Given entries:

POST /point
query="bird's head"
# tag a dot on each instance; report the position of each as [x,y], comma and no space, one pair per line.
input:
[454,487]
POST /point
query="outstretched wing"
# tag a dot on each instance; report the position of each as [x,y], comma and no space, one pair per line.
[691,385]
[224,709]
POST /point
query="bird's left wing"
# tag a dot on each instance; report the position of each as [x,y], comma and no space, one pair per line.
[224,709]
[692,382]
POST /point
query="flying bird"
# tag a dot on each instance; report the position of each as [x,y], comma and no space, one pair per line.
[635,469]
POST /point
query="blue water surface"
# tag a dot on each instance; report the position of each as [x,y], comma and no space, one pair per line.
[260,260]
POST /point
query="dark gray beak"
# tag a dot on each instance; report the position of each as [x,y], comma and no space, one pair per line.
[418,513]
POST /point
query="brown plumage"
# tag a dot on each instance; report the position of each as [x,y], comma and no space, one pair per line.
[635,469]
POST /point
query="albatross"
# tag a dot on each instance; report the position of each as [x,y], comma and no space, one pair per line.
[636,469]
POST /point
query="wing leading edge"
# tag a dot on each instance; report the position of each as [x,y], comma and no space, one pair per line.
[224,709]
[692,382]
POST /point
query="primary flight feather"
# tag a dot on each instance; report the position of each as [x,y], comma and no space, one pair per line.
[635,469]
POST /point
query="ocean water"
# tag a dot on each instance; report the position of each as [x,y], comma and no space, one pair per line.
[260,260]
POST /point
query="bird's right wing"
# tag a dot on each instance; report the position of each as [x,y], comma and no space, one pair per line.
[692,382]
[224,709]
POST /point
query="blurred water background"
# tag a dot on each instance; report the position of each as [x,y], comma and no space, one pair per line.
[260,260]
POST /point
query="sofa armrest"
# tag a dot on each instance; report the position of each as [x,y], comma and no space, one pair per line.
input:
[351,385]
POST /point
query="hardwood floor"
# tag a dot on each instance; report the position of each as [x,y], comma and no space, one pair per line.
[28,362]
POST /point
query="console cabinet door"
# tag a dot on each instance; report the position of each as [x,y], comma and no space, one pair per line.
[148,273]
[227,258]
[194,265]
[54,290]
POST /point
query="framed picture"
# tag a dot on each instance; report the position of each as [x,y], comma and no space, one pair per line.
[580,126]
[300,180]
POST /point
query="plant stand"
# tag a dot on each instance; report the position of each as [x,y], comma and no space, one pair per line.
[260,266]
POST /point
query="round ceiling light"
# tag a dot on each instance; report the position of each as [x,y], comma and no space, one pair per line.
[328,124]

Work to complete: Exactly reproduce every line of the data above.

Final result:
POST /point
query="bird's head"
# tag a dot on each instance; report the position of each as [x,y], comma and no space, one pair per line.
input:
[454,487]
POST /point
query="outstretched wing"
# tag a dot on each instance; report the position of each as [x,y], comma and no space, one pair per line.
[691,385]
[224,709]
POST /point
query="bird's left wing"
# tag a dot on each instance; report the position of each as [x,y], comma and no space, one pair per line.
[224,709]
[692,382]
POST /point
query="flying bird"
# tag a dot on each instance; report the position of each as [x,y], comma and no space, one pair per line.
[635,469]
POST /point
query="blue water surface"
# tag a dot on each instance; report the position of each as [x,y], comma and no space, one pair per line.
[260,260]
POST /point
query="dark gray beak"
# tag a dot on each instance; report the position of each as [x,y], comma and no space, one pair per line.
[418,513]
POST /point
query="brown plumage"
# tag a dot on each instance; report the position of each as [x,y], comma and no space, one pair per line.
[635,469]
POST /point
query="albatross"
# tag a dot on each instance; report the position of each as [x,y], comma and no space, one pair per line.
[636,469]
POST /point
query="wing leading edge"
# tag a dot on each instance; report the position of each as [x,y], comma and no space, one pair per line.
[224,709]
[692,382]
POST /point
query="primary flight feather"
# tag a dot on each instance; report the position of each as [x,y], comma and no space, one pair per line.
[635,469]
POST /point
query="ocean water"
# tag a dot on each instance; report the position of each as [x,y], comma and no space, one pair per line.
[260,260]
POST /point
query="bird's right wing"
# tag a dot on each instance; report the position of each as [x,y], comma and no space, one pair per line.
[692,382]
[224,709]
POST /point
query="blurred water background"
# tag a dot on each instance; report the position of each as [x,y], comma and no space, one pair per line.
[260,260]
POST /point
query="sofa armrest"
# tag a dot on each instance; report the position of each as [x,y], comma and no space, one pair per line.
input:
[351,385]
POST /point
query="hardwood floor"
# tag a dot on each instance; report the position of each as [x,y], comma and no space, one pair per line.
[28,362]
POST /point
query="console cabinet door"
# tag a dot on each instance; report the position of each as [x,y], comma and no space, one pair per line.
[148,273]
[227,258]
[194,265]
[54,290]
POST /point
query="framed picture"
# tag a dot on each instance; report the position of each as [x,y], comma and no space, one pair per line.
[580,126]
[300,180]
POST /point
query="plant stand"
# tag a dot on each instance; report the position of each as [x,y], comma and no space, one pair per line.
[260,266]
POST /point
query="round ceiling light"
# tag a dot on each instance; report the position of each as [x,y], comma and no space, one pair per line.
[328,124]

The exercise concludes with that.